### Directions for this task
Rewrite the whole wheat sourdough bread text between "After the slashing" and "temperature was 101°C)", inclusive, changing "metal bowl" to "ceramic bowl".

Atta (whole wheat) Sourdough Bread

Hi!

This is my first attempt at Atta (whole wheat) Sourdough Bread. I should point out that in effect this is a 80% whole wheat as the starter I use is fed with Maida.

 The recipe:

 Atta: 240 gms

Water: 180 gms

The above was mixed by hand and then the “stretch & fold” method applied a few times before putting the dough in the refrigerator over night.

Salt: 6 gms

The next morning the salt was added to the dough with a few “stretch & fold” moves.

Starter: 112 gms (70% hydration of Maida, hence 60 gms. Maida)

The starter was mixed in with the dough, rolled into a ball & put into the refrigerator for the first proof (approx. 9 hours)

A clarification regarding the proofing. I do leave the dough on the kitchen table for a couple of hours as my starter is not that active enough to sufficiently raise the dough.

After the shaping (boule) the dough was retarded as well as proofed on the counter top.

After the slashing the boule  was covered with a metal bowl (to let the steam remain inside) and put in the oven heated to 250°C. After 15 minutes the covering bowl was removed and the temperature reset at 175°C. The loaf was removed for after 40 minutes (internal temperature was 101°C)

 Even though this is the best whole wheat bread I have made, I would prefer a more open crumb.

 I look forward to comments & suggestions.

### Record set
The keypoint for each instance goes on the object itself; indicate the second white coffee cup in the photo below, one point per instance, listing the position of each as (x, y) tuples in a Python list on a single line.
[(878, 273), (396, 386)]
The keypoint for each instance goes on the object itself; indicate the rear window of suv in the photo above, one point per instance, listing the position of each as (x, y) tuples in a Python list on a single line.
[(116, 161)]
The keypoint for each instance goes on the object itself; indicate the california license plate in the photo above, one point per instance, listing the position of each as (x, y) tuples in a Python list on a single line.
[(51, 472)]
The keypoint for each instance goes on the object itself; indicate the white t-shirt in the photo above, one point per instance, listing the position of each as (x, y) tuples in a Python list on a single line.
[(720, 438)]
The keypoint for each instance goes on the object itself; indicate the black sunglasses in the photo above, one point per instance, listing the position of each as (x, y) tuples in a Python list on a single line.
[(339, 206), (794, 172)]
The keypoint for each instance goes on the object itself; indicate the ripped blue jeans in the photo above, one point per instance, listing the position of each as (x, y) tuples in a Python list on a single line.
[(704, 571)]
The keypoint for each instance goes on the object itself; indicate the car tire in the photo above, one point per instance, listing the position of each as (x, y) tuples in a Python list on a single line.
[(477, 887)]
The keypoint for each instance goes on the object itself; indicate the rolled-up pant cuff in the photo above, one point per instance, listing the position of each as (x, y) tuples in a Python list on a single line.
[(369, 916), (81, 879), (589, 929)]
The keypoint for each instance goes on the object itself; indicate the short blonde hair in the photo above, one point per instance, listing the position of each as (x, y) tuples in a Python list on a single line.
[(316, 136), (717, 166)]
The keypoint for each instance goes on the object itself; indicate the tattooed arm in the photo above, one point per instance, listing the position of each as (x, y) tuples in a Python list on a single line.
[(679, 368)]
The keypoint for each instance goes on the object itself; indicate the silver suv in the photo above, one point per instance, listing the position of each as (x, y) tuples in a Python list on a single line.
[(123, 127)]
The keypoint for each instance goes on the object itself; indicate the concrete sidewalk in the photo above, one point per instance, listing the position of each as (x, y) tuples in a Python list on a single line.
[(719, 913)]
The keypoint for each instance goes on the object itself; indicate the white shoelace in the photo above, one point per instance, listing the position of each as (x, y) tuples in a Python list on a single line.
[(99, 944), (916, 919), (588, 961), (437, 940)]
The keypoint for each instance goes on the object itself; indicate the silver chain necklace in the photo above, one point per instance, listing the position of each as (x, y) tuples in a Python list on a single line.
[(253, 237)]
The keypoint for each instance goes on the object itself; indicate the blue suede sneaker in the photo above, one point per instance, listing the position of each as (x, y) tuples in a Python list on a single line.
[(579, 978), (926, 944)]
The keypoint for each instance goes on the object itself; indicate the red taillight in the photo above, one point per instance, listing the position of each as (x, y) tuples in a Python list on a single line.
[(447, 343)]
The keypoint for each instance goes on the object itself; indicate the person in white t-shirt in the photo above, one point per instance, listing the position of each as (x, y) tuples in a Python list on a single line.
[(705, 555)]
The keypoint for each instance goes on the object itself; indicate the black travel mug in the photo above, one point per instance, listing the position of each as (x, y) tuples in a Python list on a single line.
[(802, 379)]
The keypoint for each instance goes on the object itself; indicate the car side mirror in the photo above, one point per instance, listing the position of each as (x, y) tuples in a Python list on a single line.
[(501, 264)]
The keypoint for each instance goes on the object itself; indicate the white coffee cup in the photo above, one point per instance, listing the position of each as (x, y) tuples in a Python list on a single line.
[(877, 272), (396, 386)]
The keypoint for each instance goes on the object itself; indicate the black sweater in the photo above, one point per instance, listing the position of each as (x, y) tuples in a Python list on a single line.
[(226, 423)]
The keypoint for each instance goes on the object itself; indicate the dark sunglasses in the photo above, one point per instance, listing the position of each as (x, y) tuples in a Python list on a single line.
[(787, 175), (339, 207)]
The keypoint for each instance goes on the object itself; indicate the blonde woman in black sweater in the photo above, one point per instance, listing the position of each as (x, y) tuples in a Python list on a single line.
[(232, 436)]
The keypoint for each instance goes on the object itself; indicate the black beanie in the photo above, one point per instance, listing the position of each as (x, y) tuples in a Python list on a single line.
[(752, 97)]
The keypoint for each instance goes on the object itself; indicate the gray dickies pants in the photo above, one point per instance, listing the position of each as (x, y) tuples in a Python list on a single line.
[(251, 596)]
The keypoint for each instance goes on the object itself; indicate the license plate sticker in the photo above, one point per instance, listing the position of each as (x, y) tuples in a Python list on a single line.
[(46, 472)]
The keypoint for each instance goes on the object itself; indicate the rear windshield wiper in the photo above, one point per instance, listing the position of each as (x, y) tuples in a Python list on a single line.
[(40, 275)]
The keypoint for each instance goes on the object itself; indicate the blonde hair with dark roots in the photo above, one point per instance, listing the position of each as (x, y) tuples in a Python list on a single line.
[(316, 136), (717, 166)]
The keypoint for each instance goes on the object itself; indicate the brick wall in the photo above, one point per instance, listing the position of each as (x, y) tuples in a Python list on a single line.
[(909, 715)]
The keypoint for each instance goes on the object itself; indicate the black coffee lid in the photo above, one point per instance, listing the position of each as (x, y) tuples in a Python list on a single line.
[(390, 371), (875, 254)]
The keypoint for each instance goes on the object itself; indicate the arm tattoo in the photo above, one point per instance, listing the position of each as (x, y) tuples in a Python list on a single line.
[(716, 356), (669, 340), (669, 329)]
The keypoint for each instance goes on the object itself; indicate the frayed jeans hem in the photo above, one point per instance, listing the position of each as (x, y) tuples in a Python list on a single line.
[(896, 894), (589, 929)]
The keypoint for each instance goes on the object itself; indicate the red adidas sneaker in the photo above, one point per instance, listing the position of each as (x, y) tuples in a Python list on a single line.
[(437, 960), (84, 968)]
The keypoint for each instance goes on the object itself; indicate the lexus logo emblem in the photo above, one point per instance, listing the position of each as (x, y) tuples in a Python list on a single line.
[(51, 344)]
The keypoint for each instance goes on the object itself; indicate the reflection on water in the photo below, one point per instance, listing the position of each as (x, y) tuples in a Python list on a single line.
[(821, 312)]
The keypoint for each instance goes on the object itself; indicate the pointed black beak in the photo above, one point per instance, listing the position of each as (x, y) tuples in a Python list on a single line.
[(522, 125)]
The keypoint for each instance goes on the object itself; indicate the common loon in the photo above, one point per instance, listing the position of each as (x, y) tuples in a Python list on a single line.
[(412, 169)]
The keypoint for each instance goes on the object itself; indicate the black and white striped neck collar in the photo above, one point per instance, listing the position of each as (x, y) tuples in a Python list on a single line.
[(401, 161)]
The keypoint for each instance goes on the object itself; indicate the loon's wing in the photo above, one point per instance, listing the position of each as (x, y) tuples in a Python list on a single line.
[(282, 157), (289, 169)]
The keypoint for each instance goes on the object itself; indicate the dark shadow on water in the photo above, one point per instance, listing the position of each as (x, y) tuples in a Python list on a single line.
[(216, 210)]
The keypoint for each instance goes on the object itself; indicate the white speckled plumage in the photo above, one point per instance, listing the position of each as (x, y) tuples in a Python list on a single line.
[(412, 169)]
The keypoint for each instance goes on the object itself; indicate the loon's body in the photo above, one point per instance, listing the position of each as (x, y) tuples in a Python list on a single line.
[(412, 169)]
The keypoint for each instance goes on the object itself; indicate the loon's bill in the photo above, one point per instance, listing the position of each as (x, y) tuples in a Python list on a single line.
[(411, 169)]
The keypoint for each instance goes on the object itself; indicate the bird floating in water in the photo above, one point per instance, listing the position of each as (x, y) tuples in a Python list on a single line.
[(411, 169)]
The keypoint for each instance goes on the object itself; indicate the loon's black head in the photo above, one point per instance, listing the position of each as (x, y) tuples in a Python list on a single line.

### Output of the exercise
After the slashing the boule  was covered with a ceramic bowl (to let the steam remain inside) and put in the oven heated to 250°C. After 15 minutes the covering bowl was removed and the temperature reset at 175°C. The loaf was removed for after 40 minutes (internal temperature was 101°C)